# TEXT EXTRACT
##############################

In how many ways can 3 dice add up to 16?

Question

I am trying to use the stars and bars technique to calculate the number of ways 3 dice rolls can add up to 16. To my understanding, this can rephrased as:

$$x + y + z = 16 | x,y,z \in \mathbb{Z}^+ \land x,y,z \leq 6$$

I am not anywhere close to being a mathematician, so simple solutions are much appreciated. My main motivation to the question, is that I am trying to see if there is a cooler way to do it rather than count by hand, and stars and bars came to my mind as a potential solution. However, other simple solutions are also welcome.

Answer 1

We wish to find the number of solutions of the equation $$x + y + z = 16 \tag{1}$$ in the positive integers subject to the constraints that $x, y, z \leq 6$. Observe that since $x, y, z \leq 6$, \begin{align*} x' & = 7 - x\\ y' & = 7 - y\\ z' & = 7 - z \end{align*} are also positive integers which are at most $6$. Substituting $7 - x'$ for $x$, $7 - y'$ for $y$, and $7 - z'$ for $z$ in equation 1 yields \begin{align*} 7 - x' + 7 - y' + 7 - z' & = 16\\ -x' - y' - z' & = -5\\ x' + y' + z' & = 5\tag{2} \end{align*} which is an equation in the positive integers. Moreover, we cannot violate the constraints that $x', y', z' \leq 6$.

##############################

# DATA SHOWN
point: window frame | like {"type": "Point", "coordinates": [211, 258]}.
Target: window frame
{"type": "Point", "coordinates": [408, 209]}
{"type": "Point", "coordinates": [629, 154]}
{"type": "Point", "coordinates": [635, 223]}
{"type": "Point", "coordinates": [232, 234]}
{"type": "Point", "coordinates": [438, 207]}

##############################

# SET TASK A
From the dice thread above, quote the stretch from "We wish to find" through "z' \leq 6$.".
# SET TASK B
Please answer these questions about the dice thread above:
(i) What total does the asker want three dice to add up to?
(ii) Which counting technique did the asker think of using?
(iii) In the substitution, what number is each of x, y and z subtracted from to get x', y' and z'?
# SET TASK C
Continue the dice thread from its last sentence.

# FINAL RESULT A
We wish to find the number of solutions of the equation $$x + y + z = 16 \tag{1}$$ in the positive integers subject to the constraints that $x, y, z \leq 6$. Observe that since $x, y, z \leq 6$, \begin{align*} x' & = 7 - x\\ y' & = 7 - y\\ z' & = 7 - z \end{align*} are also positive integers which are at most $6$. Substituting $7 - x'$ for $x$, $7 - y'$ for $y$, and $7 - z'$ for $z$ in equation 1 yields \begin{align*} 7 - x' + 7 - y' + 7 - z' & = 16\\ -x' - y' - z' & = -5\\ x' + y' + z' & = 5\tag{2} \end{align*} which is an equation in the positive integers. Moreover, we cannot violate the constraints that $x', y', z' \leq 6$.

# FINAL RESULT B
(i) 16
(ii) Stars and bars
(iii) 7

# FINAL RESULT C
A particular solution in the positive integers corresponds to the placement of $3 - 1 = 2$ addition signs in the $5 - 1 = 4$ spaces between successive ones in a row of five ones. $$1 \square 1 \square 1 \square 1 \square 1$$ For instance, placing addition signs in the second and third spaces corresponds to the solution $x' = 2$, $y' = 1$, $z' = 2$ of equation 2 and $x = 5$, $y = 6$, and $z = 6$ of equation 1. The number of such solutions is the number of ways we can select two of those four spaces in which to place an addition sign.

$$\binom{5 - 1}{3 - 1} = \binom{4}{2} = 6$$

Answer 2

We start with: $$x+y+z=16$$ where $x,y,z$ are positive integers with $x,y,z\leq 6$.

Then we make it: $$x'+y'+z'=13$$ where $x',y',z'$ are nonnegative integers with $x',y',z'\leq 5$.

(here we take $x'=x-1$, $y'=y-1$ and $z'=z-1$)

Finally we make it: $$x''+y''+z''=15-13=2$$ where $x'',y'',z''$ are nonnegative integers with $x'',y'',z''\leq 5$.

(here we take $x''=5-x'$, $y''=5-y'$ and $z''=5-z$)

Now observe that the extra condition $x'',y'',z''\leq 5$ can be neglected in this setting because that is a consequence of the other conditions.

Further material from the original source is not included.